--- START OF QUOTED PASSAGE ---
* NFS server
@ 2007-09-06 16:00 Kirkwood, David A.
2007-09-06 17:39 ` Benoit Rouits
0 siblings, 1 reply; 7+ messages in thread
From: Kirkwood, David A. @ 2007-09-06 16:00 UTC (permalink / raw)
To: linux-admin
Hi,
I'm trying to get a Red Hat enterprise linux 4.4 to server out home directories via NFS. As a test I have disabled the firewall and put SELINUX in permissive mode. I'm attempting to mount it to a Solaris 8 system. I have the export line set as /opt *(sync,rw). I see the exports with showmount -e as I should. I watch the messages file via tail -f and I see the other system authenticated by mount, but the directory never mounts. The Solaris system mounts other unix systems fine, as well as a RH 7.3 system, so I don't think it is the problem. I tried to mount the file system of the host under the host itself. No dice. Does anyone have another suggestion of something I have forgotten? I verified that rpc.mountd and rpc.nfsd are both running on the server side.
--- END OF QUOTED PASSAGE ---
--- START OF DATA BLOCK ---
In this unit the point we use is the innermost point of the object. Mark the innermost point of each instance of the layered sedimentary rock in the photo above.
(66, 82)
--- END OF DATA BLOCK ---
* _WHAT IS EXPECTED_
Reproduce the NFS server post starting at "To: linux-admin" and ending at "the server side.", changing "No dice" to "No luck".

* _OUTPUT_
To: linux-admin
Hi,
I'm trying to get a Red Hat enterprise linux 4.4 to server out home directories via NFS. As a test I have disabled the firewall and put SELINUX in permissive mode. I'm attempting to mount it to a Solaris 8 system. I have the export line set as /opt *(sync,rw). I see the exports with showmount -e as I should. I watch the messages file via tail -f and I see the other system authenticated by mount, but the directory never mounts. The Solaris system mounts other unix systems fine, as well as a RH 7.3 system, so I don't think it is the problem. I tried to mount the file system of the host under the host itself. No luck. Does anyone have another suggestion of something I have forgotten? I verified that rpc.mountd and rpc.nfsd are both running on the server side.